__Data to use__.
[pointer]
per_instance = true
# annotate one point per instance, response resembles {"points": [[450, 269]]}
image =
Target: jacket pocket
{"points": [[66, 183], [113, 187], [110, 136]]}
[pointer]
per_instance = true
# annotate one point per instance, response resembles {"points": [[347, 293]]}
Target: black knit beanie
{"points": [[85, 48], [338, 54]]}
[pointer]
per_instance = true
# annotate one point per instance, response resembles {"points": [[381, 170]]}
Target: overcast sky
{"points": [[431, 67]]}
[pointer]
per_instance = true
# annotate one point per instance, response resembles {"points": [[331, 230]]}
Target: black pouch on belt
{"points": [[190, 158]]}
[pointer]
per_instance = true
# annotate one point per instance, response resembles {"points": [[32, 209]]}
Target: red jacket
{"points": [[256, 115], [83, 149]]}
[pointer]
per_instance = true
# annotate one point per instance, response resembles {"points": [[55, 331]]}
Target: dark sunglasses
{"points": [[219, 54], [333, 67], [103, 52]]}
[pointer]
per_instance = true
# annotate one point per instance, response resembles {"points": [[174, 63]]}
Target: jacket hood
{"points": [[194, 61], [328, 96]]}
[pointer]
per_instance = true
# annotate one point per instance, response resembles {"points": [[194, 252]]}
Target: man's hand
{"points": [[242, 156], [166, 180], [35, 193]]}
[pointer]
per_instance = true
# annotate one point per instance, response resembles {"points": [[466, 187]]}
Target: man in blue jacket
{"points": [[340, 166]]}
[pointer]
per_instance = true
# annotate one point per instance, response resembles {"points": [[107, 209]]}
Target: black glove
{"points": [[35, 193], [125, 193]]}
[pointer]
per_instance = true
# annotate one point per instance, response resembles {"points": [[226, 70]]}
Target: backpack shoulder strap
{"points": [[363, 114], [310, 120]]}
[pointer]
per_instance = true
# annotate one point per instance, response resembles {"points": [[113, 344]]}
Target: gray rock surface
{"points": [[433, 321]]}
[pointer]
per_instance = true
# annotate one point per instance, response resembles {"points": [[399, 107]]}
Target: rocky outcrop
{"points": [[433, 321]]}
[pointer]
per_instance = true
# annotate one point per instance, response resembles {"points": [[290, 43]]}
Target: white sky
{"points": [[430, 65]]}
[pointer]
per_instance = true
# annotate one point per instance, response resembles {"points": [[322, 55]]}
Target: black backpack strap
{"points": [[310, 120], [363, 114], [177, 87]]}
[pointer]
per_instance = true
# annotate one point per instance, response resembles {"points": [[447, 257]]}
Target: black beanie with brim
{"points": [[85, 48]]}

---

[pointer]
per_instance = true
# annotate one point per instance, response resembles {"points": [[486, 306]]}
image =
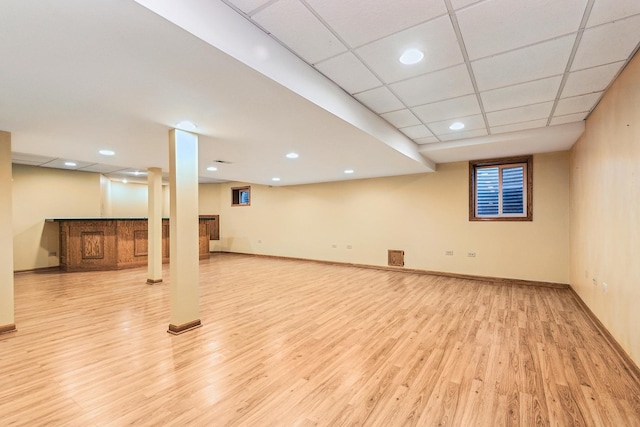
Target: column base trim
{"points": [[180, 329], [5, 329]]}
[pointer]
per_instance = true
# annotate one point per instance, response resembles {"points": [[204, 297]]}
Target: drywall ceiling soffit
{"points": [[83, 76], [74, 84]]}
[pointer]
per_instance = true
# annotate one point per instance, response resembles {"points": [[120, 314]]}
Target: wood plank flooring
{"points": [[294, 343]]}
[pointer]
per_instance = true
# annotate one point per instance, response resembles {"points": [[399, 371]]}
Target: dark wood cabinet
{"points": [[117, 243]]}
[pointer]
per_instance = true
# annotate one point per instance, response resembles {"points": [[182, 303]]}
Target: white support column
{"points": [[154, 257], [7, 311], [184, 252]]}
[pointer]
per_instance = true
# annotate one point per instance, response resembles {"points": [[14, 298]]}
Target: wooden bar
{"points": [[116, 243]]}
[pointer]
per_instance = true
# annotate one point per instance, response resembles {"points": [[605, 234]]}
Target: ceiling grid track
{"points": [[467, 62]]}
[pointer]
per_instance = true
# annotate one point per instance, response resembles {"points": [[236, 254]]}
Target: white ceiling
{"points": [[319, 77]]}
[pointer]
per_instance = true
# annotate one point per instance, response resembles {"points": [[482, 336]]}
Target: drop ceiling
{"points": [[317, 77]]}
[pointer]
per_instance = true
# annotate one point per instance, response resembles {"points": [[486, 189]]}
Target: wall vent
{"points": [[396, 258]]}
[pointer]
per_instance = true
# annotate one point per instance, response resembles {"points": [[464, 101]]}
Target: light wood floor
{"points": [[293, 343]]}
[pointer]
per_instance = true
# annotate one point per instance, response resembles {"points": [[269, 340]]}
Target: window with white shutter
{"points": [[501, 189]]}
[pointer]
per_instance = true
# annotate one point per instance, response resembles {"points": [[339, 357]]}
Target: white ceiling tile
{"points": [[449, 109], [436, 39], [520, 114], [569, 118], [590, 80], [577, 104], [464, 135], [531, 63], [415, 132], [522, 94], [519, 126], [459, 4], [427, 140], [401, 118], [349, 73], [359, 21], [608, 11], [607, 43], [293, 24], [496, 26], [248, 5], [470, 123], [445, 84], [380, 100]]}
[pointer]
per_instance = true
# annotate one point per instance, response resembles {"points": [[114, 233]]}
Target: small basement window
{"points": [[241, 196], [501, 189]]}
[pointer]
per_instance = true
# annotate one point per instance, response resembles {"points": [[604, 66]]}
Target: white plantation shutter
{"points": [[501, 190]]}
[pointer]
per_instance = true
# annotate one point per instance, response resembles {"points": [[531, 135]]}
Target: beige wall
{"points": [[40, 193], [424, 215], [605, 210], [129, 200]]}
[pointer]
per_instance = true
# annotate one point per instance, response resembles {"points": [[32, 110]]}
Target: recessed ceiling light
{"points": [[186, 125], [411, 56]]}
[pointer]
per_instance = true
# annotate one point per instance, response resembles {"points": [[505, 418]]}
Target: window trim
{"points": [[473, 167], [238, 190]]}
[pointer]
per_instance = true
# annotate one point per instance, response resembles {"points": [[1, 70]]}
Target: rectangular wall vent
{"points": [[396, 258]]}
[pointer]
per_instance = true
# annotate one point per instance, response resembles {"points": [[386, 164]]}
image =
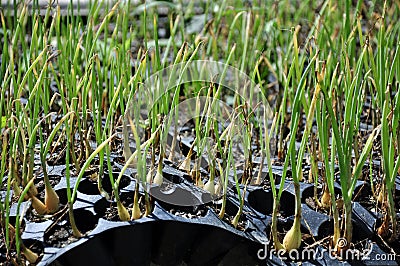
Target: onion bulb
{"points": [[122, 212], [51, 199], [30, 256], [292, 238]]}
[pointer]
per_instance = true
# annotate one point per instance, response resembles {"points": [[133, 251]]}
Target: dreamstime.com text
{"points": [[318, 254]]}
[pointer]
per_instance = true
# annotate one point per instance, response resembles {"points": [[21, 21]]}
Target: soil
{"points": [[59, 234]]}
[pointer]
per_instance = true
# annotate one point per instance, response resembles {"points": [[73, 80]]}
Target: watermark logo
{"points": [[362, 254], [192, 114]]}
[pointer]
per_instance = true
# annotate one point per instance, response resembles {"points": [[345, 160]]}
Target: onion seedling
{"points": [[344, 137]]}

---

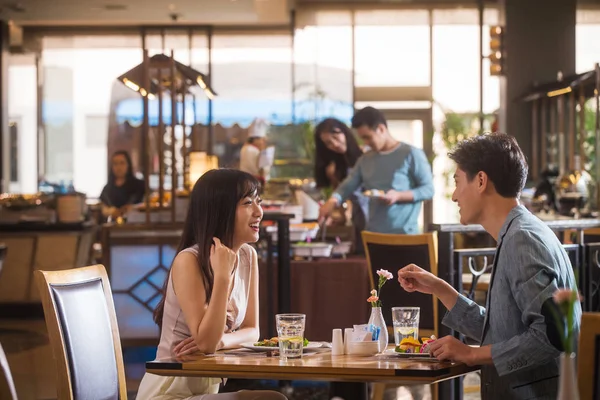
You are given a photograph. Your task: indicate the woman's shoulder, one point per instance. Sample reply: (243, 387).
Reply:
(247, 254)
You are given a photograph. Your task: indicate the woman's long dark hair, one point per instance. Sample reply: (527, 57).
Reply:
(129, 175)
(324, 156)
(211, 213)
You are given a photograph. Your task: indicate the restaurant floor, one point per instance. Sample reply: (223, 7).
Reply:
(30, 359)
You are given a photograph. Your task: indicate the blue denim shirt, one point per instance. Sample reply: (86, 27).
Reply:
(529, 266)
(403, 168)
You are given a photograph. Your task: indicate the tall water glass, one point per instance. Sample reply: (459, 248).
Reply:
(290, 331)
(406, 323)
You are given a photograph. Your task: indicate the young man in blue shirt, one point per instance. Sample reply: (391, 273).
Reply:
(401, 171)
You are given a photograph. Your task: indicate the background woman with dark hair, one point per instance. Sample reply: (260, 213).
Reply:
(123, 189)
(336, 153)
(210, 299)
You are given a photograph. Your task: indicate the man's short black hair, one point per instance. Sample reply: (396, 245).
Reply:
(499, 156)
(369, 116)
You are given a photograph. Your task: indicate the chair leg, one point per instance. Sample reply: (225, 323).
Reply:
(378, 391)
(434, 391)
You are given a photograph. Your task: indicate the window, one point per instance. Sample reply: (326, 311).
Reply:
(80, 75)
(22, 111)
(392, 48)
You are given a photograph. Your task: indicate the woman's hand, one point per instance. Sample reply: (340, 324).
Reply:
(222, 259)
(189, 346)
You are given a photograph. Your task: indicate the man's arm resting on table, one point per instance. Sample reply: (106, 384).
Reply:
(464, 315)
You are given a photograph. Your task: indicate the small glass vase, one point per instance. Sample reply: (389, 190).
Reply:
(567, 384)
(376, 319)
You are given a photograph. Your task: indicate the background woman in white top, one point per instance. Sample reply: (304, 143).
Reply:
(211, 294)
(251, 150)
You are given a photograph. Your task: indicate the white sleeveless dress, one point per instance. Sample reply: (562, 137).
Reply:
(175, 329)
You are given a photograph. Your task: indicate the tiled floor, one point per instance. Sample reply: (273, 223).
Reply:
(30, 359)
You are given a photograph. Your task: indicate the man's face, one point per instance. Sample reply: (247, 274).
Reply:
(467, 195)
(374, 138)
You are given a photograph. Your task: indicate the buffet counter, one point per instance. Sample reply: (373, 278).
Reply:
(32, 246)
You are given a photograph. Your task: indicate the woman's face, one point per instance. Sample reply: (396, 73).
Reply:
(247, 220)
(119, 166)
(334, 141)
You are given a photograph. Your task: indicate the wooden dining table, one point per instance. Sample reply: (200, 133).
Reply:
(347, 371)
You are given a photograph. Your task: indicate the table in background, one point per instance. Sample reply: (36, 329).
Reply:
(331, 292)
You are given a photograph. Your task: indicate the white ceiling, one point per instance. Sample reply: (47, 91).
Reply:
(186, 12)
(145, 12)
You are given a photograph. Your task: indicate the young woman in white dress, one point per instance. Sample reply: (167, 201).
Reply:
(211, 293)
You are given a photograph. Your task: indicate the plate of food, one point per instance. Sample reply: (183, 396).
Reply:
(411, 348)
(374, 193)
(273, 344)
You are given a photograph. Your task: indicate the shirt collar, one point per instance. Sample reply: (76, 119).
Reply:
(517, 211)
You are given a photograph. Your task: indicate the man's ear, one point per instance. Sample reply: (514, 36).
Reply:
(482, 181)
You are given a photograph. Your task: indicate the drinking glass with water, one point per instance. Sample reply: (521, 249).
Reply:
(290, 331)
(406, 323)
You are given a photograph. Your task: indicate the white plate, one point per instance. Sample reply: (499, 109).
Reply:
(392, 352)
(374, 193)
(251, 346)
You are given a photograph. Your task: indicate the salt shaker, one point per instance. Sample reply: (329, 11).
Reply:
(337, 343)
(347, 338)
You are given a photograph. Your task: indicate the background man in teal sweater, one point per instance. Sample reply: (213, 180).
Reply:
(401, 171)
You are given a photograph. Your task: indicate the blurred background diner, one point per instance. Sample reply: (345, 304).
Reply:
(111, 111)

__Directions__. Where does the string "dress" appear in the records? Copy every line that holds it.

__Task result__.
You are given a photograph. Your task: indicate the white sleeveless dress, one point per instance. Sample reply: (562, 137).
You are given a photograph. Your task: indicate the young woman in white dress, one point per instance. Sample reply: (167, 201).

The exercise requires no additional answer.